(TEXT PASSAGE):
- Opening Delimiter -

Although numerous studies in the literature have demonstrated the benefits of fluorescence-guided excavation and the effectiveness of Brix 3000, as well as the role of microorganisms—particularly S. mutans—in caries progression, there is a lack of studies directly linking all three factors. Our study provides new evidence connecting fluorescence intensity, microbial load, and the efficacy of Brix 3000, supporting its use as a comprehensive minimally invasive approach in primary teeth.

Taken together, these results not only demonstrate the reliability of fluorescence as a biomarker for microbial load but also provide practical insights for enhancing clinical decision-making in pediatric dentistry. These findings support the integration of fluorescence-guided CME with Brix 3000 into routine pediatric dental practice, as this approach allows selective removal of infected dentin, preserves remineralizable tissue, and reduces the risk of pulp exposure. Incorporating fluorescence monitoring provides an objective guide that complements visual-tactile assessment, enhancing precision and patient safety.

- Closing Delimiter -

(DATASET ENTRIES):
- Opening Delimiter -

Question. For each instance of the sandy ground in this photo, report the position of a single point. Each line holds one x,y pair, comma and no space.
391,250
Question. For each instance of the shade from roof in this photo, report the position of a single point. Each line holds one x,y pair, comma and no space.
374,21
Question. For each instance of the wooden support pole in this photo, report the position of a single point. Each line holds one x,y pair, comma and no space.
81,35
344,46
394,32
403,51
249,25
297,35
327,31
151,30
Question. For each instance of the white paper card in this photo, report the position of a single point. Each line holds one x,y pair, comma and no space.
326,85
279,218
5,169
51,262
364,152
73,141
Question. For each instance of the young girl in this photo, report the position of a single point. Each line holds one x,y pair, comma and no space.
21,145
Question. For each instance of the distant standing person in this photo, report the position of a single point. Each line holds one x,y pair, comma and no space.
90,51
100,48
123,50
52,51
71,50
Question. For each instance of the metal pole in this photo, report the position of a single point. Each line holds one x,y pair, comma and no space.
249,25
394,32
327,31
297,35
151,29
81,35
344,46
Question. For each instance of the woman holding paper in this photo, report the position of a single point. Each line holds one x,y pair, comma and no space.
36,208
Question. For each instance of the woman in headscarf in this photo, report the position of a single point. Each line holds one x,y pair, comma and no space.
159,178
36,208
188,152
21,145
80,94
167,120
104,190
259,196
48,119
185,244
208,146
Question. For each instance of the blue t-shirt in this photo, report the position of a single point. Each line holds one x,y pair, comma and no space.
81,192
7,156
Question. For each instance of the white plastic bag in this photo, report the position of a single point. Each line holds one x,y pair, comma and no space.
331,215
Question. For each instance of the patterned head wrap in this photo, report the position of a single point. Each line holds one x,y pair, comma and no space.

- Closing Delimiter -

(AIM OF THE TASK):
Could you resume the passage on fluorescence-guided caries removal with Brix 3000 in primary teeth, starting after its last sentence? The records have no role here.

(YOUR RESPONSE):
Despite the promising results, several limitations of this study should be acknowledged. The relatively small sample size may limit the generalizability of the findings, and variability in lesion depth and patient age could influence both fluorescence readings and microbial detection. The visual-tactile assessment of residual dentin, although calibrated, still retains an inherent subjective component. Furthermore, the study focused on culturable microorganisms, which may underestimate the full diversity of the cariogenic microbiome, suggesting that future research should incorporate molecular methods for a more comprehensive analysis. Regarding sampling, although Brix 3000 is fully water-soluble and the cavities were thoroughly rinsed with sterile saline and gently dried before collection, a theoretical risk of minimal dilutional effects on dentin chips cannot be completely excluded. However, the short contact time and the requirement for denatured collagen to sustain papain activity make any influence on bacterial viability or CFU counts highly unlikely.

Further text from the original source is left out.